* What to work on
Leaving out the images, reproduce every line of the data that follows exactly.

*** Provided material

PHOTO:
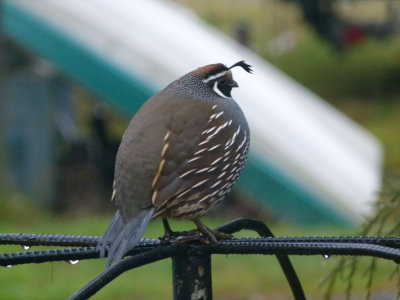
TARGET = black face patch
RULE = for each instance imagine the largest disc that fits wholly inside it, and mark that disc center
(221, 80)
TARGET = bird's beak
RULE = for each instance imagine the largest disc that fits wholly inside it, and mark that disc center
(233, 84)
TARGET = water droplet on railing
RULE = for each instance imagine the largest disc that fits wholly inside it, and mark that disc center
(73, 262)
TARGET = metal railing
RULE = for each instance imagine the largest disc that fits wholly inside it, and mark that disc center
(191, 256)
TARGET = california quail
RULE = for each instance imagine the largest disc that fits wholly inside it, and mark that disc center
(179, 156)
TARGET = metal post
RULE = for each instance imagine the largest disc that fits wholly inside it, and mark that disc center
(191, 273)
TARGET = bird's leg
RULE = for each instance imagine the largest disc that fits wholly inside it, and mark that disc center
(167, 229)
(212, 234)
(168, 233)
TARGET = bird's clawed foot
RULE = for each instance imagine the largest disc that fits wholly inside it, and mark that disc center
(178, 236)
(207, 235)
(213, 235)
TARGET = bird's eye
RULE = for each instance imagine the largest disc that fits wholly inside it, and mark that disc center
(223, 86)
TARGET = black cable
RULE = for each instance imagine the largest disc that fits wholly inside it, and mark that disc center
(124, 265)
(284, 261)
(29, 239)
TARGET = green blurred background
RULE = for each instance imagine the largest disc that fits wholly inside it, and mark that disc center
(361, 78)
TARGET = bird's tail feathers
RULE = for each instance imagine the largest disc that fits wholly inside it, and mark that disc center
(123, 236)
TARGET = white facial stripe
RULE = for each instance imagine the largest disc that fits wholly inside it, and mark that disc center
(219, 93)
(215, 76)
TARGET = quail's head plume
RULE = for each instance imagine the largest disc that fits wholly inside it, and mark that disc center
(180, 155)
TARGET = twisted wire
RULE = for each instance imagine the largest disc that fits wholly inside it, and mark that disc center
(150, 250)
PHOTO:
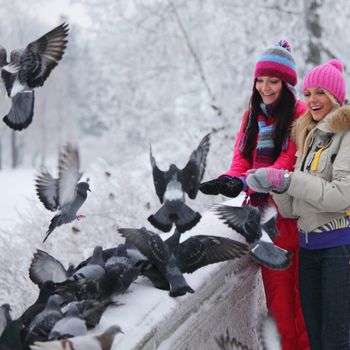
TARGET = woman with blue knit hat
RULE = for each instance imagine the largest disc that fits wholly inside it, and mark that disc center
(264, 141)
(317, 193)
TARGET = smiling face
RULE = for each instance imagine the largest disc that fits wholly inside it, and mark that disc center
(269, 88)
(318, 103)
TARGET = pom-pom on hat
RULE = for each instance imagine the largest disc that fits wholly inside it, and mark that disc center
(328, 76)
(277, 62)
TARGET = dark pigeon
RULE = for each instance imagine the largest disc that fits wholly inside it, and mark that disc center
(5, 317)
(44, 267)
(92, 310)
(158, 252)
(71, 325)
(28, 69)
(10, 338)
(171, 187)
(65, 193)
(259, 230)
(43, 322)
(101, 341)
(46, 290)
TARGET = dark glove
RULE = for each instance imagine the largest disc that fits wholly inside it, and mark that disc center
(209, 187)
(226, 185)
(230, 186)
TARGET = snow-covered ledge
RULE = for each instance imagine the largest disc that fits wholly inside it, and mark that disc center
(228, 295)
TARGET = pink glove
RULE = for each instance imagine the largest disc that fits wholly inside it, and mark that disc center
(269, 179)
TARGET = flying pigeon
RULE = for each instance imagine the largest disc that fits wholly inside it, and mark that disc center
(269, 338)
(102, 341)
(28, 69)
(258, 230)
(65, 193)
(5, 316)
(156, 250)
(71, 325)
(171, 187)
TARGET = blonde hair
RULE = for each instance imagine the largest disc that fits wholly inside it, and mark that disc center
(304, 127)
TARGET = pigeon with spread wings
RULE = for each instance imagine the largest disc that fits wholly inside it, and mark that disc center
(171, 187)
(259, 229)
(28, 69)
(65, 193)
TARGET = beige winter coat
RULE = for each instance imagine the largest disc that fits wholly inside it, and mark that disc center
(319, 191)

******

* Output below
PHOTO:
TARGET = black face patch
RULE = for each instance imagine the largest disc that fits wholly inside it, and mark that disc center
(221, 80)
TARGET = bird's beak
RULE = for each instance imagine the largest disc that fits wholly inside it, and mark that disc center
(233, 84)
TARGET = water droplet on railing
RULE = for each instance imagine the largest disc that fits wholly inside it, and mark that disc center
(73, 262)
TARGET = metal railing
RULE = for each instance imagine the largest disc that fits wholly inside it, and mark that disc center
(191, 256)
TARGET = california quail
RULE = for each instance imagine the largest disc that fits wholly inside it, and mark that disc center
(179, 156)
TARGET = metal post
RULE = for each instance imagine the largest disc that fits wholly inside it, and mark that disc center
(191, 273)
TARGET = bird's leg
RULE = for each instance imagine the largest disc that fits wholly inside it, and mark that disc center
(167, 229)
(212, 234)
(168, 233)
TARGET = bird's clawed foot
RULE = for each instance imagine the largest disc that fits wholly inside it, and mark that disc center
(178, 236)
(207, 235)
(213, 235)
TARGET = bird's eye
RULE = for each instance imagine the largest disc that fits wholly inside it, and mark that disc center
(223, 86)
TARGET = black cable
RULE = for each instance imagine the largest disc that fits wholly inside it, and mark that disc center
(124, 265)
(284, 261)
(29, 239)
TARGET = green blurred background
RULE = for each instance imagine the largest disc that fits wholly inside it, and mark that disc center
(361, 78)
TARGET = bird's tail feathers
RULE = for each instance imagine the largest disc that fits wholly inside it, and mark that disc center
(123, 236)
TARGET = white facial stripe
RULE = for each instance imagine the largest disc that fits wholly inside it, and mark that disc center
(219, 93)
(215, 76)
TARGET = quail's head plume
RULE = for each instance imagine the largest disc that fits wholly inside it, and mark that disc center
(180, 155)
TARGET = twisted wire
RULE = for each instance imagine the largest disc that fits wholly inside it, and mark that disc center
(150, 250)
PHOTO:
TARGET = woman with blue knit hat
RULE = for each instance imagine the largest disc that fits wholly inside it, and mark that disc center
(264, 141)
(317, 193)
TARGET = smiling face
RULE = for each instance imagine the largest disc that fits wholly inside it, and mark that disc center
(269, 88)
(318, 103)
TARGET = pom-pom on hat
RULE = for each instance imagine the largest disc that fits wholly inside it, and mark that disc center
(328, 76)
(277, 62)
TARGET = dark pigeon
RULE = for each instance imagine the largest disc that fits wholly inside it, and mark that disc center
(5, 317)
(44, 267)
(92, 310)
(158, 252)
(71, 325)
(28, 69)
(10, 338)
(171, 187)
(65, 193)
(259, 230)
(43, 322)
(101, 341)
(46, 290)
TARGET = dark glove
RULE = for each instance imagine the largest disc that fits wholly inside it, and mark that disc center
(209, 187)
(226, 185)
(230, 186)
TARGET = snow-covered ledge
RULE = for each instance imagine the largest disc that fits wholly inside it, and mark that disc center
(228, 295)
TARGET = pink glove
RULE = for each instance imagine the largest disc that fits wholly inside it, and mark that disc center
(269, 179)
TARGET = flying pigeon
RULE = for each instance imagine the largest disc that fits wholly inside it, and mark that disc center
(269, 338)
(102, 341)
(28, 69)
(258, 230)
(65, 193)
(5, 316)
(156, 250)
(71, 325)
(171, 187)
TARGET = blonde hair
RULE = for each instance imagine the largest disc that fits wholly inside it, and mark that disc center
(304, 127)
TARGET = pigeon with spread wings
RULE = for each instance imagine the largest disc that fits wholly inside it, and mark that disc center
(171, 187)
(259, 229)
(28, 69)
(65, 193)
TARGET = beige winter coat
RULE = for each instance imagine the largest disc that fits wholly inside it, and mark that disc center
(319, 191)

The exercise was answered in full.